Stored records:
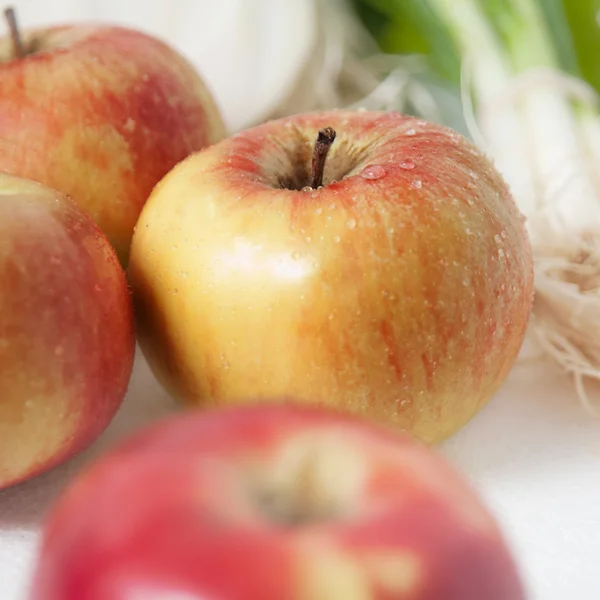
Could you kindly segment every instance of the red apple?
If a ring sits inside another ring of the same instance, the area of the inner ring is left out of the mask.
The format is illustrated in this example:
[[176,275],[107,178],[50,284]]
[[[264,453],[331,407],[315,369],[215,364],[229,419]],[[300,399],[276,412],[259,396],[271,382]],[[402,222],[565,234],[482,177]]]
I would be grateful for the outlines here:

* * *

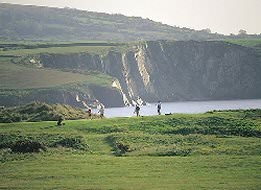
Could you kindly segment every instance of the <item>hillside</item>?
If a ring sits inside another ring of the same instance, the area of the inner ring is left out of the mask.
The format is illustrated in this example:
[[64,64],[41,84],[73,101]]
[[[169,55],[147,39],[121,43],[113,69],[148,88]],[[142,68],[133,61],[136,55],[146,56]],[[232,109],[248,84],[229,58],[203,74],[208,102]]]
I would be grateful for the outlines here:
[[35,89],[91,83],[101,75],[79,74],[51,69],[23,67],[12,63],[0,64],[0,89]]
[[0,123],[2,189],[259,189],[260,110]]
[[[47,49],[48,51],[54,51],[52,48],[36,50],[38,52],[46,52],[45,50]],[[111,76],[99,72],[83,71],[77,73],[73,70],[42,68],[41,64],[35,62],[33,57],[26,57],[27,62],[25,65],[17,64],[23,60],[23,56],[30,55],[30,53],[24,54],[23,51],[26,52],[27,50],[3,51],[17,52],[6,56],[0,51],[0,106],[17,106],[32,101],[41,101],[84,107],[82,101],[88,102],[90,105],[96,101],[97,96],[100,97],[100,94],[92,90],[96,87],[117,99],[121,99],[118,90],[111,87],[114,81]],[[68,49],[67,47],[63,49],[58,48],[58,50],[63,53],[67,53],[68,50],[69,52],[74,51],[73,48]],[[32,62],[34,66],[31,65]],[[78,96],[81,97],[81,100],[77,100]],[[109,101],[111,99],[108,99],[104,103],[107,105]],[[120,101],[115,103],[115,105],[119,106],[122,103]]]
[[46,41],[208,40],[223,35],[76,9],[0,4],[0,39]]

...

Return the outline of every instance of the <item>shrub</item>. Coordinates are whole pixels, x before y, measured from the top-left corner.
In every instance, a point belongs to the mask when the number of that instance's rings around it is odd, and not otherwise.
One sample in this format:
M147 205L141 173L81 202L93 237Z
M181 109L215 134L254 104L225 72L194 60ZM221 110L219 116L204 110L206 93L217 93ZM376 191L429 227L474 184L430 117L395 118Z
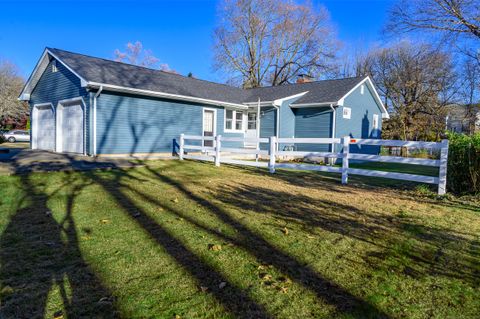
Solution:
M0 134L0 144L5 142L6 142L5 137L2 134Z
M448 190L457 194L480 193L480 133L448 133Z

- **WHAT IS NEEDED**: The lines to copy are those above that contain "kindly".

- **EXERCISE OUTPUT**:
Could you kindly segment every instance of the red apple?
Could you kindly segment every instance of the <item>hillside</item>?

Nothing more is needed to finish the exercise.